## Problem details
Return the listing below in full, with every line exactly as it is.

## Material supplied

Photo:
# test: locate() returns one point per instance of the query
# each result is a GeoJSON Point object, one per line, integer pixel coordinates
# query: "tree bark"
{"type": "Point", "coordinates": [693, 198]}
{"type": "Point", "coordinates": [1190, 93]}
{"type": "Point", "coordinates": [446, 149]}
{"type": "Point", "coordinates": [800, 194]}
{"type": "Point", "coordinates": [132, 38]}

## The response
Photo:
# test: locate() returns one point per instance of the query
# each result is a GeoJSON Point object, one per line, integer pixel coordinates
# query: "tree bark"
{"type": "Point", "coordinates": [693, 198]}
{"type": "Point", "coordinates": [1190, 93]}
{"type": "Point", "coordinates": [446, 149]}
{"type": "Point", "coordinates": [800, 194]}
{"type": "Point", "coordinates": [132, 38]}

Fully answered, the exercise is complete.